**TASK OBJECTIVE**
Exactly as they appear, copy the lines of the listing from the one containing "of the poison" through the final line, both included, and nothing else.

**SUPPLIED RECORDS**
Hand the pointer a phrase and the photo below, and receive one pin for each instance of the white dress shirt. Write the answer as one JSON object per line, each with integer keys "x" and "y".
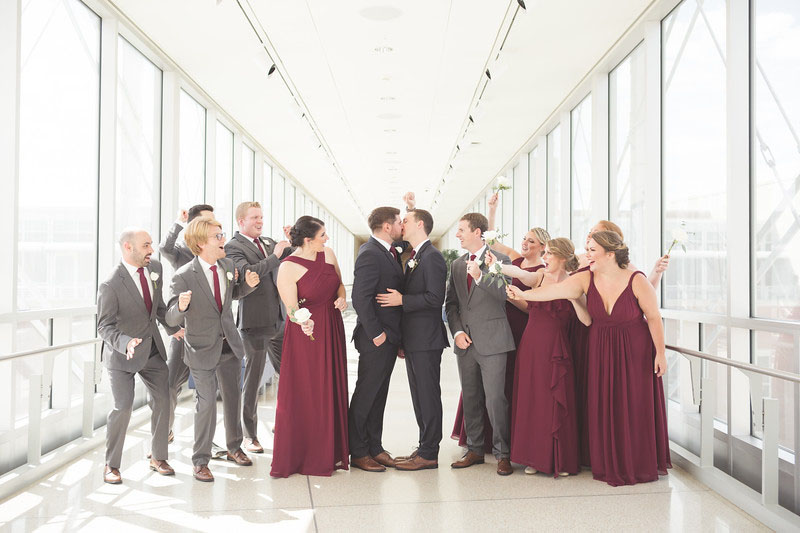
{"x": 221, "y": 274}
{"x": 134, "y": 272}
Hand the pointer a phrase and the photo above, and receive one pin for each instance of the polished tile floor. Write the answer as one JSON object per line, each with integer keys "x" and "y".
{"x": 246, "y": 498}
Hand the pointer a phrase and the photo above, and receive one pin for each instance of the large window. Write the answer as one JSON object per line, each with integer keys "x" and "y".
{"x": 223, "y": 179}
{"x": 192, "y": 152}
{"x": 694, "y": 154}
{"x": 58, "y": 155}
{"x": 776, "y": 195}
{"x": 138, "y": 141}
{"x": 626, "y": 146}
{"x": 554, "y": 187}
{"x": 581, "y": 171}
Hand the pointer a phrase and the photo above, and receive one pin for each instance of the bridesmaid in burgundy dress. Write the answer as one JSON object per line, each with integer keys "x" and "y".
{"x": 311, "y": 414}
{"x": 528, "y": 260}
{"x": 544, "y": 426}
{"x": 579, "y": 335}
{"x": 626, "y": 413}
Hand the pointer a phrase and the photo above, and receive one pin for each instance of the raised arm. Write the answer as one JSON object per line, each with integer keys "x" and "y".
{"x": 646, "y": 295}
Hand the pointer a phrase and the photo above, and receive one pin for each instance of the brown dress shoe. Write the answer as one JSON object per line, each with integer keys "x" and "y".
{"x": 111, "y": 475}
{"x": 202, "y": 473}
{"x": 504, "y": 467}
{"x": 385, "y": 459}
{"x": 402, "y": 458}
{"x": 162, "y": 467}
{"x": 239, "y": 458}
{"x": 253, "y": 446}
{"x": 417, "y": 463}
{"x": 367, "y": 463}
{"x": 469, "y": 459}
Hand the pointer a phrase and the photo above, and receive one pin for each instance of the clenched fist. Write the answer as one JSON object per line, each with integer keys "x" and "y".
{"x": 251, "y": 278}
{"x": 184, "y": 299}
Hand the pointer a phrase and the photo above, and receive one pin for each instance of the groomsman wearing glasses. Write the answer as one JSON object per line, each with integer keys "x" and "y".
{"x": 129, "y": 303}
{"x": 202, "y": 292}
{"x": 260, "y": 316}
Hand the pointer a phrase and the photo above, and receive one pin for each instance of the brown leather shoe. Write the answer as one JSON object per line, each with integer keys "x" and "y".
{"x": 239, "y": 458}
{"x": 504, "y": 467}
{"x": 111, "y": 475}
{"x": 385, "y": 459}
{"x": 402, "y": 458}
{"x": 367, "y": 463}
{"x": 469, "y": 459}
{"x": 417, "y": 463}
{"x": 162, "y": 467}
{"x": 202, "y": 473}
{"x": 253, "y": 446}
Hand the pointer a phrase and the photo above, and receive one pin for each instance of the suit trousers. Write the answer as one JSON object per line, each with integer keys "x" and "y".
{"x": 154, "y": 375}
{"x": 483, "y": 381}
{"x": 365, "y": 416}
{"x": 178, "y": 375}
{"x": 226, "y": 377}
{"x": 424, "y": 369}
{"x": 257, "y": 342}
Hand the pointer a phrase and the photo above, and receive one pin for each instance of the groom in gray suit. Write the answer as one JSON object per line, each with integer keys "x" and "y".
{"x": 213, "y": 348}
{"x": 128, "y": 304}
{"x": 476, "y": 314}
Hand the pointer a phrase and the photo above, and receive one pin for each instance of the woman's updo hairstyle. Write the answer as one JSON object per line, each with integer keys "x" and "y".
{"x": 306, "y": 226}
{"x": 564, "y": 249}
{"x": 610, "y": 241}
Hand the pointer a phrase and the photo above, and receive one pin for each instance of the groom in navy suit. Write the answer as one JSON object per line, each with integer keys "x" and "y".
{"x": 377, "y": 338}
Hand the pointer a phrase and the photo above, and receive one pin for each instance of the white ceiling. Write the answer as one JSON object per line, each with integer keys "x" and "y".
{"x": 392, "y": 119}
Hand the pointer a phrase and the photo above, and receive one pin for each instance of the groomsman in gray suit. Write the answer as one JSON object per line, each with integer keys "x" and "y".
{"x": 476, "y": 315}
{"x": 128, "y": 304}
{"x": 202, "y": 292}
{"x": 260, "y": 316}
{"x": 178, "y": 254}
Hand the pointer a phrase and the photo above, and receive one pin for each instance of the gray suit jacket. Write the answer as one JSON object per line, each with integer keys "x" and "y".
{"x": 177, "y": 253}
{"x": 262, "y": 307}
{"x": 122, "y": 316}
{"x": 481, "y": 312}
{"x": 206, "y": 326}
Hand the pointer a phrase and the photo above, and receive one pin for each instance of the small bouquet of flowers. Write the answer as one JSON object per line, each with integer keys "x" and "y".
{"x": 680, "y": 237}
{"x": 301, "y": 315}
{"x": 502, "y": 184}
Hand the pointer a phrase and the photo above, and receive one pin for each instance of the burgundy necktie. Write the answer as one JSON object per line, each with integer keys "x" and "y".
{"x": 148, "y": 302}
{"x": 258, "y": 243}
{"x": 469, "y": 278}
{"x": 217, "y": 296}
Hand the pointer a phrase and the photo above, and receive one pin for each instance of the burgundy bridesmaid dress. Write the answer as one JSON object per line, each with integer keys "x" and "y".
{"x": 579, "y": 339}
{"x": 626, "y": 411}
{"x": 311, "y": 414}
{"x": 518, "y": 320}
{"x": 544, "y": 427}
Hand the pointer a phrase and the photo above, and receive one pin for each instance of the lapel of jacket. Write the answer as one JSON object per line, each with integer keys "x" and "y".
{"x": 129, "y": 284}
{"x": 201, "y": 279}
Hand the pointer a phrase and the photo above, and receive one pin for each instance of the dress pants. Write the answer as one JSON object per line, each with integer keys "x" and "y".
{"x": 178, "y": 375}
{"x": 226, "y": 377}
{"x": 424, "y": 369}
{"x": 365, "y": 416}
{"x": 483, "y": 381}
{"x": 154, "y": 375}
{"x": 257, "y": 342}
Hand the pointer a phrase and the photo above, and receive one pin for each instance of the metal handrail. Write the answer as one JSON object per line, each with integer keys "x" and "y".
{"x": 48, "y": 349}
{"x": 780, "y": 374}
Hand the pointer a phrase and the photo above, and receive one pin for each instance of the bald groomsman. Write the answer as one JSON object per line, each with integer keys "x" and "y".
{"x": 202, "y": 293}
{"x": 260, "y": 316}
{"x": 128, "y": 305}
{"x": 178, "y": 254}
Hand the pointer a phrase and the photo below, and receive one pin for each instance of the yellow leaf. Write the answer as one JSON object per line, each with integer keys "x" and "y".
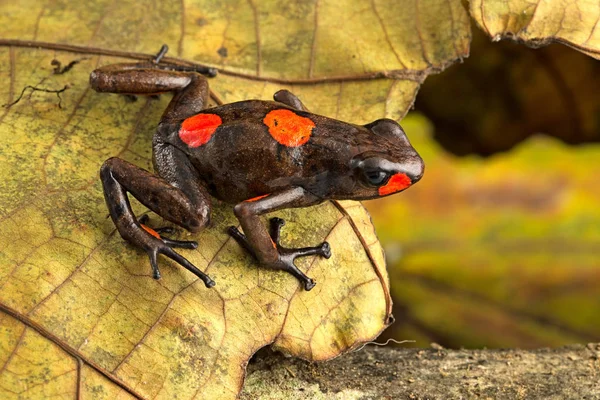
{"x": 81, "y": 310}
{"x": 574, "y": 23}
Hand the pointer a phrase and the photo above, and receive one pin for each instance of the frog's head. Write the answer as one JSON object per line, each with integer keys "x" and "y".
{"x": 389, "y": 166}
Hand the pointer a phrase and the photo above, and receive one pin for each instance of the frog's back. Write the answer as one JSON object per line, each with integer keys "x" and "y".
{"x": 254, "y": 147}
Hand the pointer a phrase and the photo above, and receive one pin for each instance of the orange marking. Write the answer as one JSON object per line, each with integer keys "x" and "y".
{"x": 197, "y": 130}
{"x": 396, "y": 183}
{"x": 256, "y": 198}
{"x": 151, "y": 231}
{"x": 288, "y": 128}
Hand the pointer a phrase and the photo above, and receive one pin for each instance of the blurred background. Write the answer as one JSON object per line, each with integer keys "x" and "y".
{"x": 499, "y": 244}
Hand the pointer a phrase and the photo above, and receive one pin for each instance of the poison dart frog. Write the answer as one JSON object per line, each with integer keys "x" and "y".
{"x": 261, "y": 156}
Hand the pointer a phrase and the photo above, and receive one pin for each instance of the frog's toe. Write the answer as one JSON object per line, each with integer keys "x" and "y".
{"x": 182, "y": 244}
{"x": 325, "y": 250}
{"x": 309, "y": 284}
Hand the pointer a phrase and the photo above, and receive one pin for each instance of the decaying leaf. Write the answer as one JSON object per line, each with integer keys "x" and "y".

**COMPLETED TASK**
Hand the pointer a phrase and the photo above, and receive one pin for each instance of the poison dart frog. Write the answer as one JSON object per line, each with integer keys "x" and "y".
{"x": 261, "y": 156}
Hand the pointer a phrase and the photo above, and receive one pin for each instance of the frog's toe. Write the answer as one JSON object per line, each with integer keys "x" and "y".
{"x": 182, "y": 244}
{"x": 325, "y": 250}
{"x": 309, "y": 284}
Hand the pointer a phrase and the photo above, and receive one pin for each instance of the decaying leaf. Write the answer as one JSON object per line, each with integer keys "x" and "y".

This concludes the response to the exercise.